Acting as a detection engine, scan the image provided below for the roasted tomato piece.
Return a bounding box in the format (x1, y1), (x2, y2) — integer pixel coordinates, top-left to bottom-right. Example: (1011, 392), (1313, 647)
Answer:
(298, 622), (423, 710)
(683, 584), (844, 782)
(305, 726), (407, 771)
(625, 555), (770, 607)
_ _ _ _ _
*GOAL*. Put all of the lines above into a JSON list of strings, one string per line, and leave out any blank lines.

*EXERCISE OUTPUT*.
[
  "Acting as a detection engine, scan the image provided below for the roasted tomato piece.",
  "Return a bounding box in the format (x1, y1), (x2, y2) — integer pixel coordinates, top-left to bottom-right. Example: (1011, 392), (1313, 647)",
  "Answer:",
  "(298, 622), (423, 710)",
  "(683, 584), (844, 782)",
  "(305, 726), (407, 771)",
  "(625, 555), (770, 607)"
]